--- begin ---
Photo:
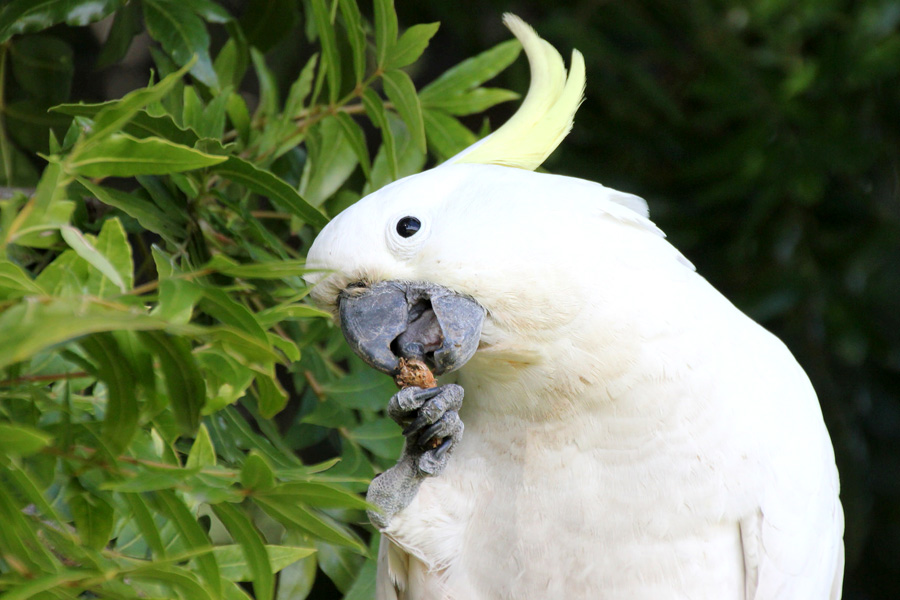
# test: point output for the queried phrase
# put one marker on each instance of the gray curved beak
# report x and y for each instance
(419, 320)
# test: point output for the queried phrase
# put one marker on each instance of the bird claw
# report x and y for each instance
(432, 428)
(431, 423)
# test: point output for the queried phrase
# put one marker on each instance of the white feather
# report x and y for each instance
(629, 432)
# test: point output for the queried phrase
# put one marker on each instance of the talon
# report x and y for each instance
(442, 449)
(420, 422)
(427, 393)
(429, 433)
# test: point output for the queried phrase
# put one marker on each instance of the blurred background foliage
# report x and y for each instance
(764, 135)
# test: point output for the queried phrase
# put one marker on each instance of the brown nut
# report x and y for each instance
(415, 373)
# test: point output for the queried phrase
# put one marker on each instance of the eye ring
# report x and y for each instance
(408, 226)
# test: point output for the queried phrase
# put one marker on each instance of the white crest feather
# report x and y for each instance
(546, 114)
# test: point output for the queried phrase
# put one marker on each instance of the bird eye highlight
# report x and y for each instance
(408, 226)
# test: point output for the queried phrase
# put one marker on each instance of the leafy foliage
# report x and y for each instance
(176, 420)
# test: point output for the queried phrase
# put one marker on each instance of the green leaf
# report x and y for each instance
(202, 453)
(122, 412)
(330, 55)
(400, 89)
(121, 155)
(184, 383)
(256, 566)
(276, 269)
(288, 512)
(473, 101)
(210, 11)
(267, 22)
(356, 36)
(177, 298)
(235, 566)
(271, 396)
(24, 16)
(65, 277)
(257, 474)
(267, 106)
(410, 46)
(182, 35)
(146, 523)
(446, 135)
(34, 588)
(21, 440)
(354, 135)
(385, 29)
(223, 307)
(331, 161)
(187, 526)
(150, 481)
(375, 110)
(147, 214)
(32, 326)
(321, 495)
(94, 516)
(15, 283)
(139, 124)
(472, 72)
(410, 158)
(180, 578)
(300, 89)
(265, 183)
(269, 317)
(112, 116)
(296, 580)
(226, 378)
(112, 243)
(340, 564)
(382, 438)
(95, 258)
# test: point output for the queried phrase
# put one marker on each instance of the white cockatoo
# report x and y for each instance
(629, 433)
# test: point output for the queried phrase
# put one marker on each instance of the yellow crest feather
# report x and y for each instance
(546, 114)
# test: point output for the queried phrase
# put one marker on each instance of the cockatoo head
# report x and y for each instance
(411, 270)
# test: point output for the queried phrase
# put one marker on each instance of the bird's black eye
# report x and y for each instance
(408, 226)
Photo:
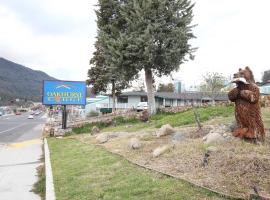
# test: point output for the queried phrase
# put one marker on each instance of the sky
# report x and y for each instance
(58, 36)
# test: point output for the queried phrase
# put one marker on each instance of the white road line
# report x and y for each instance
(12, 128)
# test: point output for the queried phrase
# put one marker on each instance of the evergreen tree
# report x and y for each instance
(107, 62)
(155, 38)
(212, 85)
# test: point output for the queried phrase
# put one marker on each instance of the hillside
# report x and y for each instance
(17, 81)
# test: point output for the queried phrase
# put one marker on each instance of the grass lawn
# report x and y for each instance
(83, 171)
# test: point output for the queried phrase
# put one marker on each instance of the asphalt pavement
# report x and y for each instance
(20, 152)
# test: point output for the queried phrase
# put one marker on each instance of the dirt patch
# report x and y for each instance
(234, 168)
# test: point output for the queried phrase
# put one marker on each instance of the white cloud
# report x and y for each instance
(57, 36)
(230, 34)
(64, 55)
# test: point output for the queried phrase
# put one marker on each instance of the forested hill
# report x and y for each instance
(17, 81)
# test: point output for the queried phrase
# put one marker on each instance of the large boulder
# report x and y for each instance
(166, 129)
(161, 150)
(95, 130)
(102, 138)
(134, 143)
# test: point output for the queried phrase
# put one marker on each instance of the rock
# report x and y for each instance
(211, 149)
(213, 138)
(166, 129)
(144, 117)
(102, 138)
(232, 127)
(95, 130)
(161, 150)
(176, 137)
(134, 143)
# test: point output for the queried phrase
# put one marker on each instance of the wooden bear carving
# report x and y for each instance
(246, 96)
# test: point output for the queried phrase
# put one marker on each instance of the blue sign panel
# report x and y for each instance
(64, 93)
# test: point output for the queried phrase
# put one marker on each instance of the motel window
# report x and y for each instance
(168, 102)
(143, 98)
(122, 99)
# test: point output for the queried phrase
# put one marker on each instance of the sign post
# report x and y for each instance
(64, 93)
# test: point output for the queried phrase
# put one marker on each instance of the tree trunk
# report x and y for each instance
(113, 96)
(150, 91)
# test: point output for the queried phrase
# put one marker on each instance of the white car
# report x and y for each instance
(30, 117)
(142, 106)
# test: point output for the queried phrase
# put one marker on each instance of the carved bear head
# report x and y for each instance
(243, 76)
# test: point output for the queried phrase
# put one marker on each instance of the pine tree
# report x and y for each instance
(106, 61)
(155, 38)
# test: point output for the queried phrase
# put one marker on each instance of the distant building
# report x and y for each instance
(129, 100)
(264, 88)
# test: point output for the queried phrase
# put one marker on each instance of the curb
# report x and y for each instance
(50, 195)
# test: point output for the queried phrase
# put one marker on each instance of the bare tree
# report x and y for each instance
(212, 84)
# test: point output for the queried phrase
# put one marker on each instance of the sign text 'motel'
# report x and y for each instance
(64, 93)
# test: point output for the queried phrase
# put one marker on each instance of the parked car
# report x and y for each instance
(30, 117)
(142, 106)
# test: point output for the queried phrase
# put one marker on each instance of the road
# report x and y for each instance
(20, 151)
(16, 128)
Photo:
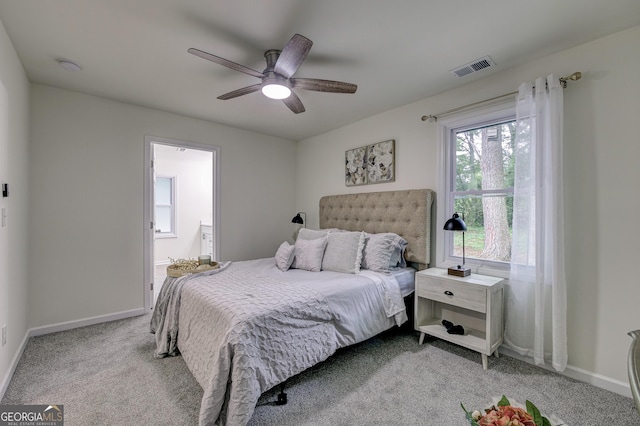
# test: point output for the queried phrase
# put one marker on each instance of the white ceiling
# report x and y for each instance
(397, 52)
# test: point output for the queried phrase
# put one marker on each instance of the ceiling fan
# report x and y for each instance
(277, 81)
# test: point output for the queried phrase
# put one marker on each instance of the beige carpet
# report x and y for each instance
(106, 375)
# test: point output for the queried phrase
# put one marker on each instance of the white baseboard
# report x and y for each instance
(607, 383)
(14, 364)
(63, 326)
(69, 325)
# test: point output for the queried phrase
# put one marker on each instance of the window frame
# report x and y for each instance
(172, 208)
(501, 111)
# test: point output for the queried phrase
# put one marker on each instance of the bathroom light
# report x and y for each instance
(276, 87)
(276, 91)
(68, 65)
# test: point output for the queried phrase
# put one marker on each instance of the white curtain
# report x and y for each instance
(536, 299)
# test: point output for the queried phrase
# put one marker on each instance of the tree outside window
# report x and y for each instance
(481, 189)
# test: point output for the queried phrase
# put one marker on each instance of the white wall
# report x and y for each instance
(193, 171)
(14, 136)
(601, 183)
(86, 210)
--- end ---
Count the lines of the entries above that contain the string "window", matching case exactly. Give only the number.

Answer to the task: 3